§ **EXERCISE INSTRUCTIONS**
Reproduce every line of the records below from the line with "Target: navy suit jacket" up to and including the line with "left=598, top=224, right=839, bottom=596". Adjust each answer's bounding box coordinates by -93.
------ DATA EXTRACT
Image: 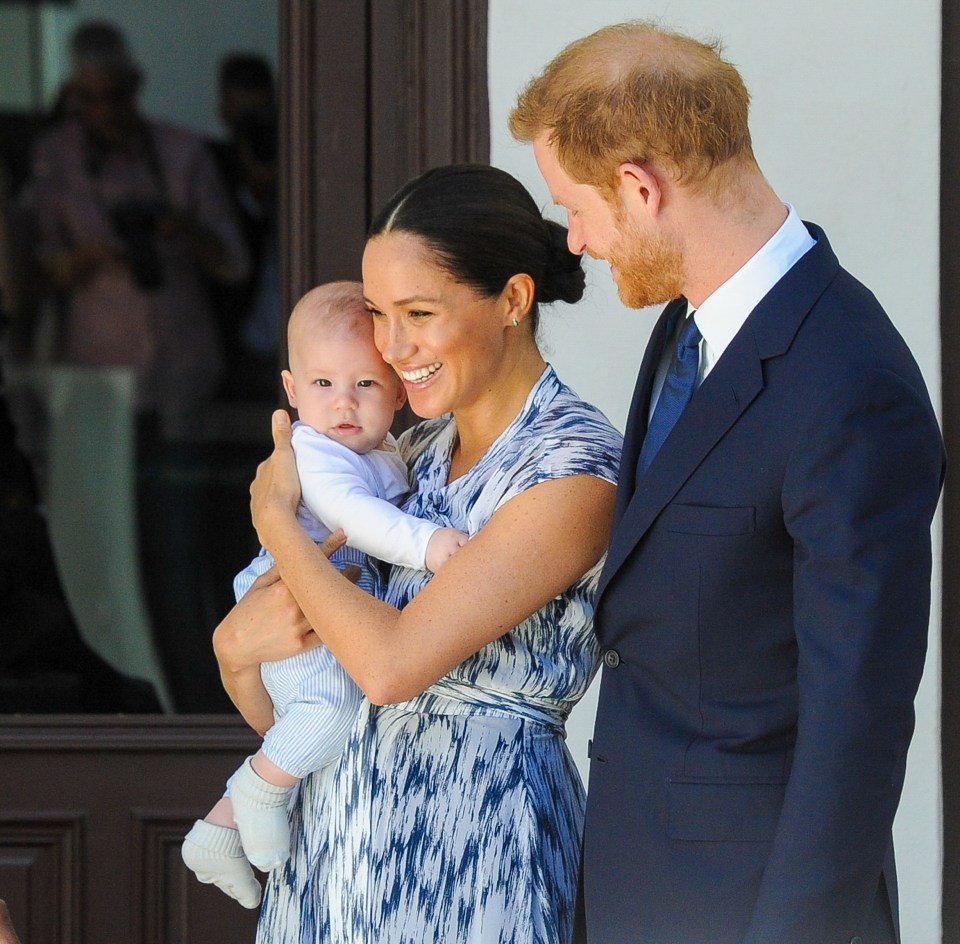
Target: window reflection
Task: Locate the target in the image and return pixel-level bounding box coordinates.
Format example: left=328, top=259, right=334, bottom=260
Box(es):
left=0, top=0, right=280, bottom=712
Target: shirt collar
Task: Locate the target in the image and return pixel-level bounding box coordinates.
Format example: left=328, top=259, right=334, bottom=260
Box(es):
left=696, top=203, right=816, bottom=369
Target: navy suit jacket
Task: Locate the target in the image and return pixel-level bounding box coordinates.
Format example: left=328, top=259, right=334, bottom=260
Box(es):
left=583, top=224, right=944, bottom=944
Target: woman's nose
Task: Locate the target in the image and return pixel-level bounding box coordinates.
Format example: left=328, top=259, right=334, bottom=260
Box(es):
left=373, top=324, right=414, bottom=366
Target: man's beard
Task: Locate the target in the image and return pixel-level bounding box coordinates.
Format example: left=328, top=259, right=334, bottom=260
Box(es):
left=607, top=218, right=683, bottom=308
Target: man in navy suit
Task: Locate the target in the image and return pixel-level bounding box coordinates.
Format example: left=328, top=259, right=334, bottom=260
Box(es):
left=511, top=16, right=943, bottom=944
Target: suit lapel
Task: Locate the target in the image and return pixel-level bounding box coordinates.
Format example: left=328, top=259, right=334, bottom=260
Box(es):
left=613, top=298, right=687, bottom=523
left=598, top=224, right=839, bottom=596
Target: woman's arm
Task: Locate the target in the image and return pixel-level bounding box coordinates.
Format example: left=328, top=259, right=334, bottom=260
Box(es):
left=251, top=411, right=615, bottom=704
left=213, top=532, right=344, bottom=734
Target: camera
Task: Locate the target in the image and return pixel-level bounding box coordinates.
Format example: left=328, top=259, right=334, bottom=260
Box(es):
left=110, top=199, right=166, bottom=291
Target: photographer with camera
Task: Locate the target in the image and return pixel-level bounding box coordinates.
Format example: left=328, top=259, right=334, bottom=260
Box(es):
left=29, top=22, right=250, bottom=711
left=32, top=22, right=249, bottom=411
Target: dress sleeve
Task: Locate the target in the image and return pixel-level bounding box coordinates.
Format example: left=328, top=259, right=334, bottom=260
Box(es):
left=503, top=399, right=623, bottom=501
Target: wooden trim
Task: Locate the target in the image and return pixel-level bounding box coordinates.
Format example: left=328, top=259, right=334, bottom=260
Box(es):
left=940, top=3, right=960, bottom=944
left=0, top=715, right=260, bottom=755
left=280, top=0, right=490, bottom=312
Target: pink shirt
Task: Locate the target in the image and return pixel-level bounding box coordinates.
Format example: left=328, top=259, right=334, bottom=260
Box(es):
left=33, top=121, right=250, bottom=409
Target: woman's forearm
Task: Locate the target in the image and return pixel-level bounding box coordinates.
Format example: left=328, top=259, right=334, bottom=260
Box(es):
left=220, top=668, right=273, bottom=736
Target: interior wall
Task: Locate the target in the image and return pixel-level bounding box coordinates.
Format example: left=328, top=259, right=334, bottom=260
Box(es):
------------
§ **SOLUTION**
Target: navy suit jacket
Task: Locate the target in the image and return pixel-level bounding box coordinates.
Format example: left=328, top=259, right=334, bottom=260
Box(es):
left=490, top=131, right=851, bottom=851
Target: woman's nose
Task: Locate the target in the image and return pixel-level bounding box coordinates.
Format example: left=328, top=259, right=334, bottom=260
Box(es):
left=280, top=231, right=321, bottom=273
Target: man's beard
Task: Locate the target in the image and return pixel-level bounding box coordinates.
Format example: left=328, top=259, right=334, bottom=260
Box(es):
left=514, top=125, right=590, bottom=215
Target: man in navy suit
Task: Locate the target in the image and return pixel-level bounding box coordinates.
Format example: left=328, top=259, right=334, bottom=260
Box(es):
left=418, top=-77, right=850, bottom=851
Target: suit lapel
Task: Locate the target in the image and return pixel-level bounding box coordinates.
Format example: left=328, top=259, right=334, bottom=260
Box(es):
left=520, top=205, right=594, bottom=430
left=505, top=131, right=746, bottom=503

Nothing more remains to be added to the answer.